#### Referring expression data
++++++++
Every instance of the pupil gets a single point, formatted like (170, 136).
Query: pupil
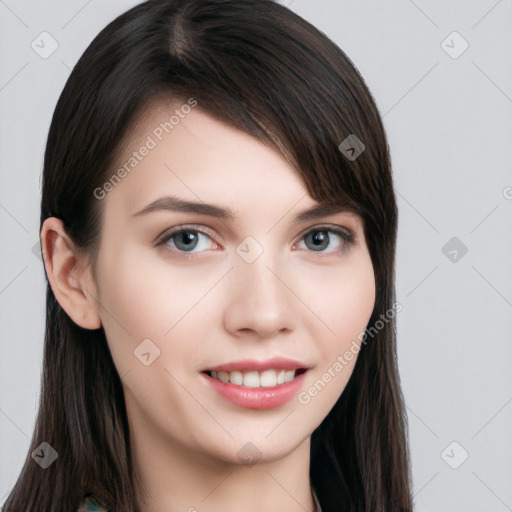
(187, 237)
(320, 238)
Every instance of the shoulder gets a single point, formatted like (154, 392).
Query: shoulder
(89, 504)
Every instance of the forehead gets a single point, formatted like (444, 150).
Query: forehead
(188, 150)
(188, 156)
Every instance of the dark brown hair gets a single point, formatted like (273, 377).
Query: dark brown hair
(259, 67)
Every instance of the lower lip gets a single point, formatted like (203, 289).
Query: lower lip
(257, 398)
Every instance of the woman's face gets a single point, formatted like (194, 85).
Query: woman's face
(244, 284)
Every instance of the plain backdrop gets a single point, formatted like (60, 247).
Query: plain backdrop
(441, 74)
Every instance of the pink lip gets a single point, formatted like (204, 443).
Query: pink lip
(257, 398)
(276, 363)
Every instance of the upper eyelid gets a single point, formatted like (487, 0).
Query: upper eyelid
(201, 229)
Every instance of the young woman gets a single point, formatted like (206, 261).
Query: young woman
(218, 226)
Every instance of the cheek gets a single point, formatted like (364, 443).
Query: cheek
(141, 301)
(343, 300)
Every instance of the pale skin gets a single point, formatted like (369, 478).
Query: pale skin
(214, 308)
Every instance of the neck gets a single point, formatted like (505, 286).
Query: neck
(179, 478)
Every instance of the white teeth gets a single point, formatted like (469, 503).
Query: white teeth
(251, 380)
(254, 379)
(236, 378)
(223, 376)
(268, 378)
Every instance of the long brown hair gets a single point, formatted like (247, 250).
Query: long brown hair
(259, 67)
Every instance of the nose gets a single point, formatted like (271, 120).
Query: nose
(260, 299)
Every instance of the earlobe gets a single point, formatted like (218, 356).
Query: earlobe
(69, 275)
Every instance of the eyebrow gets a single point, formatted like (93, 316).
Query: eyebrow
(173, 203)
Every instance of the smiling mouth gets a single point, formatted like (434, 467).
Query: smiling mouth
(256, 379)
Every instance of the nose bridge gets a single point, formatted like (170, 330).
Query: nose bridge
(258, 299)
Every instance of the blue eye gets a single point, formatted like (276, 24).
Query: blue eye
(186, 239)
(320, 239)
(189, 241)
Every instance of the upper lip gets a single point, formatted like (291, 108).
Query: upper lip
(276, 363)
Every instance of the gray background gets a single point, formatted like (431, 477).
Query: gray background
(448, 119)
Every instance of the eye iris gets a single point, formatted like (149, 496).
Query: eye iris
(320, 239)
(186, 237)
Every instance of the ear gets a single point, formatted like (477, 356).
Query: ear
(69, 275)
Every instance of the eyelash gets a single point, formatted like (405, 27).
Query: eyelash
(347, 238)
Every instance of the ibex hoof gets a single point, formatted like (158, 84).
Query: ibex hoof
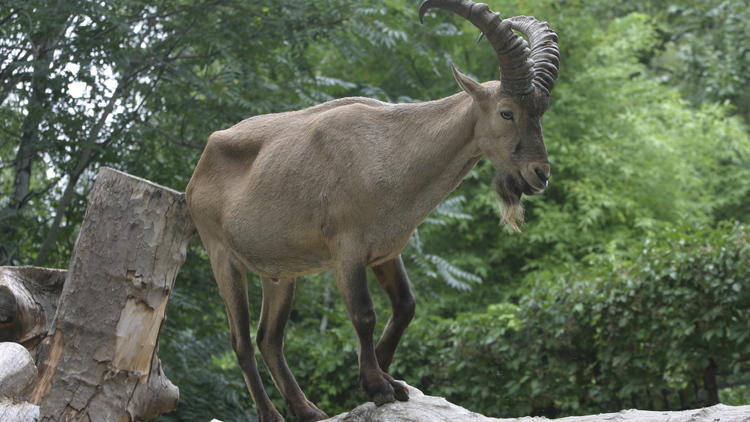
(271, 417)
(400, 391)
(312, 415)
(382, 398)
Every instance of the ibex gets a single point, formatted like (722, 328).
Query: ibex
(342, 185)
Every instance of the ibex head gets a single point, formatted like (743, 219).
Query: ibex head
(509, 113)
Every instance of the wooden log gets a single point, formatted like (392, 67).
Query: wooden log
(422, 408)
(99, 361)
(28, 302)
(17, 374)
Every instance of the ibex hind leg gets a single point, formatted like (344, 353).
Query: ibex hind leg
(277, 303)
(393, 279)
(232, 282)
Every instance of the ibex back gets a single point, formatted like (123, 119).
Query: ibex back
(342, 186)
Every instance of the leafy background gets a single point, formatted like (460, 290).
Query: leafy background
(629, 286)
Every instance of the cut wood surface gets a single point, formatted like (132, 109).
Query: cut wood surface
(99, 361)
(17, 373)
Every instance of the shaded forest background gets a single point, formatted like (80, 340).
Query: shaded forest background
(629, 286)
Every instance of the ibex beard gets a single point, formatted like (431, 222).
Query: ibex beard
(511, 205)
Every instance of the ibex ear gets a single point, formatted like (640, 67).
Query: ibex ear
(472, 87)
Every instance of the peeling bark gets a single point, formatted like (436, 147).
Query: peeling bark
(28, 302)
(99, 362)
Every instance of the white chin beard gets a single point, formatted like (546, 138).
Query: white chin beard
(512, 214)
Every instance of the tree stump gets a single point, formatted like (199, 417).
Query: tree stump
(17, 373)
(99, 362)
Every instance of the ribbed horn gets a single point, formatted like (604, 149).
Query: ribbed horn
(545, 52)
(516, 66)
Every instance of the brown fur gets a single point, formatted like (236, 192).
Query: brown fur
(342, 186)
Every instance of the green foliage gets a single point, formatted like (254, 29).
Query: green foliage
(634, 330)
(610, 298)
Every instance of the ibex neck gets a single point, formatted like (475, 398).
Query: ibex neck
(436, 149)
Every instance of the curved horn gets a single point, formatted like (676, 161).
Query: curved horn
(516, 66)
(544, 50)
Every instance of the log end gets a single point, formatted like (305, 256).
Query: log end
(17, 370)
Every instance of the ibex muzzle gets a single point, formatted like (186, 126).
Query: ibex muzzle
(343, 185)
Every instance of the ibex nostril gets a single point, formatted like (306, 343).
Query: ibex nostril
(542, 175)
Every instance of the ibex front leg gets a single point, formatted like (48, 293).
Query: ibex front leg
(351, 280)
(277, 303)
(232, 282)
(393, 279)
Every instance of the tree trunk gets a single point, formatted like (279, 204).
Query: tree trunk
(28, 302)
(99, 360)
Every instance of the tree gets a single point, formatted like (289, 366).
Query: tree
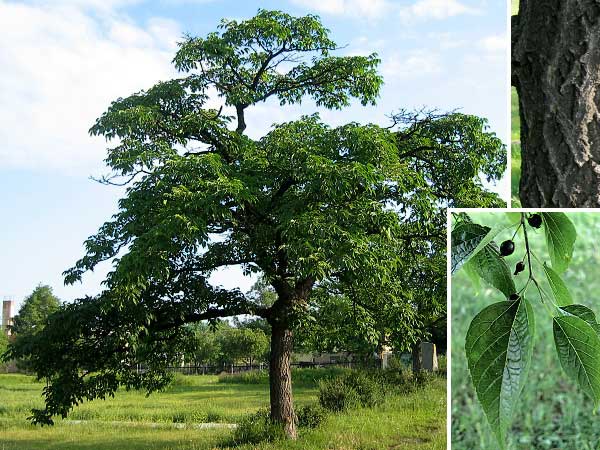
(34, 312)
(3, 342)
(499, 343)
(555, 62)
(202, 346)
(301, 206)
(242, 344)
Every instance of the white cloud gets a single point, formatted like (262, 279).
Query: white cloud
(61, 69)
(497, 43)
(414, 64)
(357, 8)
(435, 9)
++++++++
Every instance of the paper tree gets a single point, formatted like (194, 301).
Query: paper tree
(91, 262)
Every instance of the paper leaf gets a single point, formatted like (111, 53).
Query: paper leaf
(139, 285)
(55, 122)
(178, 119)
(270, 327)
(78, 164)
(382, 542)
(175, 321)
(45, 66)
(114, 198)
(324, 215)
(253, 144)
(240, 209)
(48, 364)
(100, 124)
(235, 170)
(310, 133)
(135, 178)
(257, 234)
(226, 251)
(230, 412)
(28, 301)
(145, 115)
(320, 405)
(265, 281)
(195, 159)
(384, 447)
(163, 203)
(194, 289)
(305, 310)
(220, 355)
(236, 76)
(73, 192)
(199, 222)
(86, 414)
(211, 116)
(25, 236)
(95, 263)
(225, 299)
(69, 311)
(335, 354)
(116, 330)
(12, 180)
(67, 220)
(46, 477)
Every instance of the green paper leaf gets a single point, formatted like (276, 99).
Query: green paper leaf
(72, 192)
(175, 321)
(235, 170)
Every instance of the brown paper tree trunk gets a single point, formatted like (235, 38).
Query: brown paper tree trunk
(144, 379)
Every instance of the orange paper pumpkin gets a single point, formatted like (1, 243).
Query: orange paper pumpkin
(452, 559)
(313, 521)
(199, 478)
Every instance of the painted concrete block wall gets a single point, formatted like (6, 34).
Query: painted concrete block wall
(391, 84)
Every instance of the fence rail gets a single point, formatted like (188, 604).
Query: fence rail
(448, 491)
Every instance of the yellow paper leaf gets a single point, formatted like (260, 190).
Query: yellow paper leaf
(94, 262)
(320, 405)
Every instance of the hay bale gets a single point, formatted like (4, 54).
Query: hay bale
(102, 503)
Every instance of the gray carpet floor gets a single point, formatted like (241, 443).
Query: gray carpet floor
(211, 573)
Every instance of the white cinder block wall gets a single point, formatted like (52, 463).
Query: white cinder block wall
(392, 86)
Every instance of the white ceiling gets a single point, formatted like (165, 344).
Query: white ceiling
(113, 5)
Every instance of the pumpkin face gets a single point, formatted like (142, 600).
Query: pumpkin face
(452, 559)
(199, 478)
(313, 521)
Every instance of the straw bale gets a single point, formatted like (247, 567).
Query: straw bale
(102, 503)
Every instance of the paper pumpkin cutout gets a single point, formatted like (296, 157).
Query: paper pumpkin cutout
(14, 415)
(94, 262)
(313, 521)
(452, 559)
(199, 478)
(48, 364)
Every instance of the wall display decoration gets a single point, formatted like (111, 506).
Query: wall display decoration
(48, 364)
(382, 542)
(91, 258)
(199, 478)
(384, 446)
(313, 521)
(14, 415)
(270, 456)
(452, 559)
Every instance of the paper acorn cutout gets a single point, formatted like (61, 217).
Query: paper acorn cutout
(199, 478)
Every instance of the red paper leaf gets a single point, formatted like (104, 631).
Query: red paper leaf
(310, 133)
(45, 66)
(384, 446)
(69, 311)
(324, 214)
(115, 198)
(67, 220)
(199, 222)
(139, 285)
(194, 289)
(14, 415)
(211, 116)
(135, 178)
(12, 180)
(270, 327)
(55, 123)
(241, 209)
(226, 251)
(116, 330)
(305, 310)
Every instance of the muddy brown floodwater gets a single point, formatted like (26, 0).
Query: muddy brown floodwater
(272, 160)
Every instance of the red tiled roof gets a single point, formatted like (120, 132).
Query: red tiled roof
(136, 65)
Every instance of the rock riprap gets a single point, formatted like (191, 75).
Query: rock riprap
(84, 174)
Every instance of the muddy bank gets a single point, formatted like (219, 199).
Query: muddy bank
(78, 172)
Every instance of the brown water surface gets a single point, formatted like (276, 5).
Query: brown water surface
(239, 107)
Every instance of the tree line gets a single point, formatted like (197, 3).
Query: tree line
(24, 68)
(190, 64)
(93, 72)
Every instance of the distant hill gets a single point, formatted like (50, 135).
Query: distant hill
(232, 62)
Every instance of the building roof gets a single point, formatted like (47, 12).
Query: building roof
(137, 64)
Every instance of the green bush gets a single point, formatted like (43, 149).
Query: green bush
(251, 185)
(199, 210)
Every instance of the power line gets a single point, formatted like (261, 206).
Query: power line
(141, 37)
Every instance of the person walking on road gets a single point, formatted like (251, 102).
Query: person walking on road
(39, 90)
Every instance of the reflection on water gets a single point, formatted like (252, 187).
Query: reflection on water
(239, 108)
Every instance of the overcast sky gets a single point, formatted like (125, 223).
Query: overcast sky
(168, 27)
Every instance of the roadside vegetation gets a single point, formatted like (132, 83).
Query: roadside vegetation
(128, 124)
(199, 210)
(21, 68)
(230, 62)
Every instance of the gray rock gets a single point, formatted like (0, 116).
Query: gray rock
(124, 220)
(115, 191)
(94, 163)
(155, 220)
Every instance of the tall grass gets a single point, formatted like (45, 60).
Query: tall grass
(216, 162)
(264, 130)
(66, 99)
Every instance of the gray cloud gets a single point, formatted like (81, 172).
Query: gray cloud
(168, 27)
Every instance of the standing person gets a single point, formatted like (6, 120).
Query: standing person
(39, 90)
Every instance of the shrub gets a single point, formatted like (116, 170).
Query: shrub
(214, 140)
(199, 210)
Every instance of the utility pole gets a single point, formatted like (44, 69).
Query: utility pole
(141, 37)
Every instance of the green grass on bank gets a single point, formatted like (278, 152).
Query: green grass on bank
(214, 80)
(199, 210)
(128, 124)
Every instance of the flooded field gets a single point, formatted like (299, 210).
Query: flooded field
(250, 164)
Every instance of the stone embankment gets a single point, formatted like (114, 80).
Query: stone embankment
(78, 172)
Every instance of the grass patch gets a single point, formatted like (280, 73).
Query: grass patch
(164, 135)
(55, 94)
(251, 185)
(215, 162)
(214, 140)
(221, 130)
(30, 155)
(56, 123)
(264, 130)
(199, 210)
++++++++
#### EXERCISE REQUIREMENTS
Copy out, exactly and alone, the lines of the entries above between the ones holding "Query: white ceiling" and "Every instance of the red paper", inclusive.

#### SOLVED PROBLEM
Query: white ceiling
(113, 5)
Every instance of the pumpkin face gets a single point, formatted like (142, 600).
Query: pumpkin face
(452, 559)
(199, 478)
(313, 521)
Every instance of the straw bale gets a single point, formatted like (247, 567).
Query: straw bale
(102, 503)
Every instance of the paper pumpkin cutout gets a single point, formatted like (296, 157).
Query: paper pumpkin cutout
(14, 415)
(94, 262)
(313, 521)
(452, 559)
(199, 478)
(48, 364)
Every instance of the wall display decoration gets a single point, formatted like (111, 506).
Query: wall display decoration
(48, 364)
(382, 542)
(91, 258)
(199, 478)
(384, 446)
(313, 521)
(14, 415)
(270, 456)
(452, 559)
Every instance of the paper acorn cutout gets a single point, formatted like (61, 217).
Query: paper acorn cutout
(199, 478)
Every instance of the red paper leaf gets a single point, formatted like (104, 631).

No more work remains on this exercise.